Carry on the passage below about evaluating a fine-tuned speech synthesis model, picking up right after its final sentence.

• Selected passage:
"""

Notice that while we fine-tuned the spectrogram synthesis network, we did not apply the same process to the speaker embedding and neural vocoder networks. We did so because we wanted to observe the zero-shot behaviour of these networks in the new language. In this way, we could assess whether the two models are language-agnostic.

7 Evaluation Approach

Similar to [13], we divided the evaluation process of our fine-tuned model into two listening experiments:

  • Evaluation of intelligibility and naturalness (I&N) of the speaker-conditioned synthesised samples

  • Evaluation of speaker similarity (SS) of the speaker-conditioned synthesised samples

For both experiments, we asked subjects to rate different aspects—in a 1 to 5 scale, with 0.5 increments [12]—of several audio clips. We divided the 70 participants into 20 experimental groups for both listening tasks. We prompted participants of each group with the same clips.

"""

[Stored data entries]
"""

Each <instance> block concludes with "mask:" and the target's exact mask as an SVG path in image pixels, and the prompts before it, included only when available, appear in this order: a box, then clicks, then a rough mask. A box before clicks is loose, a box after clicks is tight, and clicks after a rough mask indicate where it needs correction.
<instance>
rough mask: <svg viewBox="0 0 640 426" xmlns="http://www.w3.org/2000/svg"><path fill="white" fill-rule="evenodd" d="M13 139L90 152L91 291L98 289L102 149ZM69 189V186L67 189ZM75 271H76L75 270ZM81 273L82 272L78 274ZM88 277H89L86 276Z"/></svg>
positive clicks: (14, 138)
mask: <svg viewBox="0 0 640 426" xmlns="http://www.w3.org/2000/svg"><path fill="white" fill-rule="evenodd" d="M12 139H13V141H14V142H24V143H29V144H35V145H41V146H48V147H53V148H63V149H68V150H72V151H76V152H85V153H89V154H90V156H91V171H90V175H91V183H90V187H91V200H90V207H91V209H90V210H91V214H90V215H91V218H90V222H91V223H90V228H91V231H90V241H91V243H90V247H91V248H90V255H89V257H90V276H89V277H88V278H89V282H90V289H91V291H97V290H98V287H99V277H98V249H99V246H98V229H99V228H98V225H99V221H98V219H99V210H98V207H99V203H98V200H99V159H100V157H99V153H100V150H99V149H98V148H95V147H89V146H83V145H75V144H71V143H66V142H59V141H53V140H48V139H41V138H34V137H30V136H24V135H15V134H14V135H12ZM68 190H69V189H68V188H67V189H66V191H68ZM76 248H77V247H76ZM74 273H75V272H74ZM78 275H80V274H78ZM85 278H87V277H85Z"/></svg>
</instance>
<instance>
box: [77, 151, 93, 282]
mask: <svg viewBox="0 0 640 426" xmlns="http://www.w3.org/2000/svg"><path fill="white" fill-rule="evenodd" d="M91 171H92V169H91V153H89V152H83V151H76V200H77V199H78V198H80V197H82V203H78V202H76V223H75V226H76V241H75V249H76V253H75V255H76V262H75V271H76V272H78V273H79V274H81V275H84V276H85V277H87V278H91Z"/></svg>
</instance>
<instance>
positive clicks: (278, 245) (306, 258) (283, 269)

"""

• Task answer:
In the I&N experiment, we assigned each group with 4 clip pairs, for a total of 160 among all groups. Each clip pair was composed of a real clip (ground truth) coming from one of the corpora (including an additional private corpus of audiobooks) and a synthetic clip generated in the voice of the ground truth, but with different speech content (i.e. the same voice uttered a different sentence). At this step, we asked subjects to rate the intelligibility and naturalness of each clip, separately. Clips were presented in a random order (to avoid biases) and were rated right after listening.

In the SS experiment, we assigned each group with 16 clips, split into 4 subsets, for a total of 160 among all groups. We divided the SS experiment into three tasks. Each task was composed of a synthetic clip and three real clips. Subjects compared the synthetic clip to each of the other three real clips:

  1. 1.

    A real clip containing an utterance in the voice of the same speaker of the synthetic utterance (the same-speaker comparison task)

  2. 2.

    A real clip containing an utterance in the voice of a different speaker having the same gender of the speaker of the synthetic utterance (the same-gender comparison task)

  3. 3.

    A real clip containing an utterance in the voice of a different speaker having different gender of the speaker of the synthetic utterance (the different-gender comparison task)

At this step, we asked subjects to rate how similar the synthetic voice was to the one we paired it with (knowing that the fixed clip was synthetic and the other three real). Real clips were presented in a random order (to avoid biases), and subjects rated the similarity right after listening to a synthetic-real pair.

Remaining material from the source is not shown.